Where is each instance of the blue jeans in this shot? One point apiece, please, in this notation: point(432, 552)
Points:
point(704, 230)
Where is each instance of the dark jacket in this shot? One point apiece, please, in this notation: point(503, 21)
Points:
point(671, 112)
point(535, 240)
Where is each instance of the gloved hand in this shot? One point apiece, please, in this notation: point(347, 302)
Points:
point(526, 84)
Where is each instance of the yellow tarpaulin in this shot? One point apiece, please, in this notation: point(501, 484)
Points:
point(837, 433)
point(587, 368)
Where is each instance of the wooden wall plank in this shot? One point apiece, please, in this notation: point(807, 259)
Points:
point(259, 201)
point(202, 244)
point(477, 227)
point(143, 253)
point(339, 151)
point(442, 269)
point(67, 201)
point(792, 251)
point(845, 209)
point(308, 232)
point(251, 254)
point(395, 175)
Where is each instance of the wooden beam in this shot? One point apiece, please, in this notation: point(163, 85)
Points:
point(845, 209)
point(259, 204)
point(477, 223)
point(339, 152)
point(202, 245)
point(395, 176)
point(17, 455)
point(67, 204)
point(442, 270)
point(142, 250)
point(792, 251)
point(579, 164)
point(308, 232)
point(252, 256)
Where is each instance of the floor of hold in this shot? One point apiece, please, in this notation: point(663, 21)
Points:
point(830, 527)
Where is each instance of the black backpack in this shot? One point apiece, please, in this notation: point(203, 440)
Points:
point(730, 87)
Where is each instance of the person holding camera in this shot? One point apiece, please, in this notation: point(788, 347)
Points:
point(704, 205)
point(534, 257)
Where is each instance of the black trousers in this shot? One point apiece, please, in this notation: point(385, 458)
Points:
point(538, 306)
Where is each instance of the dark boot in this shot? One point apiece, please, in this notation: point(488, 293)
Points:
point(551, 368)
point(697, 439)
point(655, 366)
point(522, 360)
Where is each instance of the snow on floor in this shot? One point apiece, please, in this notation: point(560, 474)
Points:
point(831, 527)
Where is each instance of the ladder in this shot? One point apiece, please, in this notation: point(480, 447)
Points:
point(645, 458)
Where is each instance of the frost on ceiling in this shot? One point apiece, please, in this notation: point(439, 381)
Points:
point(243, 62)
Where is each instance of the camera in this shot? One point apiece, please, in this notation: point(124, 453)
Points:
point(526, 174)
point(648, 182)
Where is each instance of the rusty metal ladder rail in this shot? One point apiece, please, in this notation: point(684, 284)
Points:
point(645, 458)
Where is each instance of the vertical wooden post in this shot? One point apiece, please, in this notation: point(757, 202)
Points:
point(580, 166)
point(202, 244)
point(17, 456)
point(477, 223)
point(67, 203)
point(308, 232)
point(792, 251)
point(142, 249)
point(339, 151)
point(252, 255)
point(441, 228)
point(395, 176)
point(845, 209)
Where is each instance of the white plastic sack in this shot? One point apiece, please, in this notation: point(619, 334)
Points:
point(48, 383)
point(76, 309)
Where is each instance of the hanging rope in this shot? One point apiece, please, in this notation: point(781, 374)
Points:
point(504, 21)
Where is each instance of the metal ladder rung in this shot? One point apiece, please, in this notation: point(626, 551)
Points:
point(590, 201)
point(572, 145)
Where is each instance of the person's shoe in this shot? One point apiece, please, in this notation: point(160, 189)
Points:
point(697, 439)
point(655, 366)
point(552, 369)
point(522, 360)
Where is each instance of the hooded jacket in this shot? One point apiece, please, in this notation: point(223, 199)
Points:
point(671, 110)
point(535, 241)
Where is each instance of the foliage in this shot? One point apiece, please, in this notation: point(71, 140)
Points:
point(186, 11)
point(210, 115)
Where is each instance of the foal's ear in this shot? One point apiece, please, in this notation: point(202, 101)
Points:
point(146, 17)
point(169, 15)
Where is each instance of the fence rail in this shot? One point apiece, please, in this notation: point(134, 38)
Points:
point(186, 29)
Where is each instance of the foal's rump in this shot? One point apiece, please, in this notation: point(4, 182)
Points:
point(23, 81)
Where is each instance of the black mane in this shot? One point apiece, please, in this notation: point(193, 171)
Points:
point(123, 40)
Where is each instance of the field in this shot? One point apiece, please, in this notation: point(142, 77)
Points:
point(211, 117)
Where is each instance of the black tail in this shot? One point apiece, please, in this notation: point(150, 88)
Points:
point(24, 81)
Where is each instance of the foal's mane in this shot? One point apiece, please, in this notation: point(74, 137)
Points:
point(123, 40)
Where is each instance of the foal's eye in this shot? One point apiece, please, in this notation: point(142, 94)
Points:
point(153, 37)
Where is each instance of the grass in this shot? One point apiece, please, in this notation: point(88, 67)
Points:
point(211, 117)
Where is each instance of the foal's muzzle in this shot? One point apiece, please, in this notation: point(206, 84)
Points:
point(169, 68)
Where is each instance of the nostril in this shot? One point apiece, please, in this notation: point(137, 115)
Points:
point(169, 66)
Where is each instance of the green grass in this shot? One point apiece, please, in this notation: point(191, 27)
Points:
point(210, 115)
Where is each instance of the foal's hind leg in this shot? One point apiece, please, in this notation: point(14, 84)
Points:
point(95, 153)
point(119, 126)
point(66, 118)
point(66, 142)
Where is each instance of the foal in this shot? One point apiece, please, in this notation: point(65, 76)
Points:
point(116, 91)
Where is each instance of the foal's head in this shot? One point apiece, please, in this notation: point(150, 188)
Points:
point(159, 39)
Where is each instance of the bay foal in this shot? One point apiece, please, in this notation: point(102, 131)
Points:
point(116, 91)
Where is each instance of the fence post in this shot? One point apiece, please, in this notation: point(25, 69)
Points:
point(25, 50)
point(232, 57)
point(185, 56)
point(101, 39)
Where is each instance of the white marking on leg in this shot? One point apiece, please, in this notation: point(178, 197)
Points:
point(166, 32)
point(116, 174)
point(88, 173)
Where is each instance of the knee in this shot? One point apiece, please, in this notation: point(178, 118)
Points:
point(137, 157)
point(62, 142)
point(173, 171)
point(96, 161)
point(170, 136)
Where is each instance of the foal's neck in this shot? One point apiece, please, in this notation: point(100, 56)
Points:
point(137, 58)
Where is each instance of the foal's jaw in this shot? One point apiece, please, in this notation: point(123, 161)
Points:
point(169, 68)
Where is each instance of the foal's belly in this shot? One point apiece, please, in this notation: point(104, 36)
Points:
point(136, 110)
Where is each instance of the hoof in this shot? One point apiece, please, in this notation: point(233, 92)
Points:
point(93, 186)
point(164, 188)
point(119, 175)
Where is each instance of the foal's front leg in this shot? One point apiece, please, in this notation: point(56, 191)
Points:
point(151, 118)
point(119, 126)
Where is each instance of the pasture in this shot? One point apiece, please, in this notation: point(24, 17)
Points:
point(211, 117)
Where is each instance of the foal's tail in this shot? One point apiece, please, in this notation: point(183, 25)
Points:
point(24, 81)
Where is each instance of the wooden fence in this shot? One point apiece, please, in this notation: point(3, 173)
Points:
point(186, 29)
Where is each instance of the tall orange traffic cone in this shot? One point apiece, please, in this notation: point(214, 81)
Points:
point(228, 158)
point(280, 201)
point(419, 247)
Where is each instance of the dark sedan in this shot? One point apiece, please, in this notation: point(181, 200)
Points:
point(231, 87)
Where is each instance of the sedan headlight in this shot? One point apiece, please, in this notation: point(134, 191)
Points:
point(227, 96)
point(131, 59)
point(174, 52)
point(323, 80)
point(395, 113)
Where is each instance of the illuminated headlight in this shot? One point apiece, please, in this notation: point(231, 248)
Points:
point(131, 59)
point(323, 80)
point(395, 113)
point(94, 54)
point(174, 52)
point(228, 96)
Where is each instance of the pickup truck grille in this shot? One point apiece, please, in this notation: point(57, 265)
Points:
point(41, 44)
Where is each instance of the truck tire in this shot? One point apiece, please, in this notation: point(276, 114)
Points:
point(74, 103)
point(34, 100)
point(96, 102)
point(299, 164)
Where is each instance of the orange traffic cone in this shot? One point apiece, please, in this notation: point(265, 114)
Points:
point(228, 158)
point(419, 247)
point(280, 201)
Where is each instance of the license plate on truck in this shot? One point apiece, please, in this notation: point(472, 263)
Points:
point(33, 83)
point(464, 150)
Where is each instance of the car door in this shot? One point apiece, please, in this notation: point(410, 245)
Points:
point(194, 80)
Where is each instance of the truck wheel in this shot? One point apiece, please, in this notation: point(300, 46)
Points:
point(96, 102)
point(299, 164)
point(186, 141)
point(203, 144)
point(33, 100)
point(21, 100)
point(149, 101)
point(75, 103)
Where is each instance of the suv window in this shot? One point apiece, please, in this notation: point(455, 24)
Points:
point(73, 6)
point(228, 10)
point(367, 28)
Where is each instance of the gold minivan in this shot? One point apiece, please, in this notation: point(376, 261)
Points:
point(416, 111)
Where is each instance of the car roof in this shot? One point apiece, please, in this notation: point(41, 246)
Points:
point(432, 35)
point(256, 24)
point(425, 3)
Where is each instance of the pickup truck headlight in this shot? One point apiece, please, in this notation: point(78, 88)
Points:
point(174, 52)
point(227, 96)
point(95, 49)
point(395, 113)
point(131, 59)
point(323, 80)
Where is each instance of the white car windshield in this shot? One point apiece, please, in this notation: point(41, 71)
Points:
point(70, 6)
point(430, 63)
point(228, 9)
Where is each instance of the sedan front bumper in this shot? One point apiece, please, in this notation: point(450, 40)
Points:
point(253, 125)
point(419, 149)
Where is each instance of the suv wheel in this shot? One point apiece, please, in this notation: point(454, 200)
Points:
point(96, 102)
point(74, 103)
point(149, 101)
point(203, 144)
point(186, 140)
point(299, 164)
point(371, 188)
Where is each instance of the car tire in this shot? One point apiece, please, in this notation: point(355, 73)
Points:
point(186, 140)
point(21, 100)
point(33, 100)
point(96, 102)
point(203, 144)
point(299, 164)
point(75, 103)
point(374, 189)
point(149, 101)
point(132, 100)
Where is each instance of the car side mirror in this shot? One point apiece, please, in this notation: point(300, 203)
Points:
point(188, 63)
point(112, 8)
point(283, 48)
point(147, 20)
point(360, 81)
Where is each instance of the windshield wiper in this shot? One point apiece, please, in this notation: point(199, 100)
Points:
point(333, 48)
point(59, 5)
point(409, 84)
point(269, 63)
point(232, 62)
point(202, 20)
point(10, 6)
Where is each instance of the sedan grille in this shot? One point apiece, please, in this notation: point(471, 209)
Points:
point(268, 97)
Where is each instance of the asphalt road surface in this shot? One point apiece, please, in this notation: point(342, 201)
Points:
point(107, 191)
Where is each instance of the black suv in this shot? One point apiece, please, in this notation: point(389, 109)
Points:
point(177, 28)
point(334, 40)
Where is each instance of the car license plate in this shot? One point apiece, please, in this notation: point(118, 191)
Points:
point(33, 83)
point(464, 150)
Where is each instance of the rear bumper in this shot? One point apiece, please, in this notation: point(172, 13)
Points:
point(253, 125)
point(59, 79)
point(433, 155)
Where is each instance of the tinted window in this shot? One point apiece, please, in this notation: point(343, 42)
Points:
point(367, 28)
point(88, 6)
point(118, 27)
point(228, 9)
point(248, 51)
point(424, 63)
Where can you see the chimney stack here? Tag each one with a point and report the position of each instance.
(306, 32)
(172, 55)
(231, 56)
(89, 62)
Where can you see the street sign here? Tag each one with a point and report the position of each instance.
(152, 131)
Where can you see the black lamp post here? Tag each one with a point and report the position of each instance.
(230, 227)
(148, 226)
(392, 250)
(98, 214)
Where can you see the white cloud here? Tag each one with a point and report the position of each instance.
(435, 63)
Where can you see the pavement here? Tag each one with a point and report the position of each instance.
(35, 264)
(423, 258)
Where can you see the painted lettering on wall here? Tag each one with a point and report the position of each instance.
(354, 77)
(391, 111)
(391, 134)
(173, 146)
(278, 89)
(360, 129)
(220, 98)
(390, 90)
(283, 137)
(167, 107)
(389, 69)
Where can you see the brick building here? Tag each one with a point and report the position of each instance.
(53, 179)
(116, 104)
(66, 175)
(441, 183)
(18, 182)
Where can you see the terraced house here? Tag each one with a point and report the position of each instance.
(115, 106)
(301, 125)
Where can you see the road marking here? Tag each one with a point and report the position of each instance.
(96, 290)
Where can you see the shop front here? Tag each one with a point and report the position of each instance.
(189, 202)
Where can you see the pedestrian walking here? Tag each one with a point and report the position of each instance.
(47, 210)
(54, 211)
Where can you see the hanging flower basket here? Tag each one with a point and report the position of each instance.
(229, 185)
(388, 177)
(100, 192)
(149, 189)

> **Do this**: Can you convert the lines from the one containing "Where is each instance of the car roof" up to and including the one containing "point(425, 3)" into a JSON list of strings, with one string per line and blank lines left out?

> **Solution to this exercise**:
[
  "Where is each instance of the car roof in this shot? One point apiece, please, in this notation: point(41, 246)",
  "Points:",
  "point(432, 35)",
  "point(256, 24)",
  "point(425, 3)"
]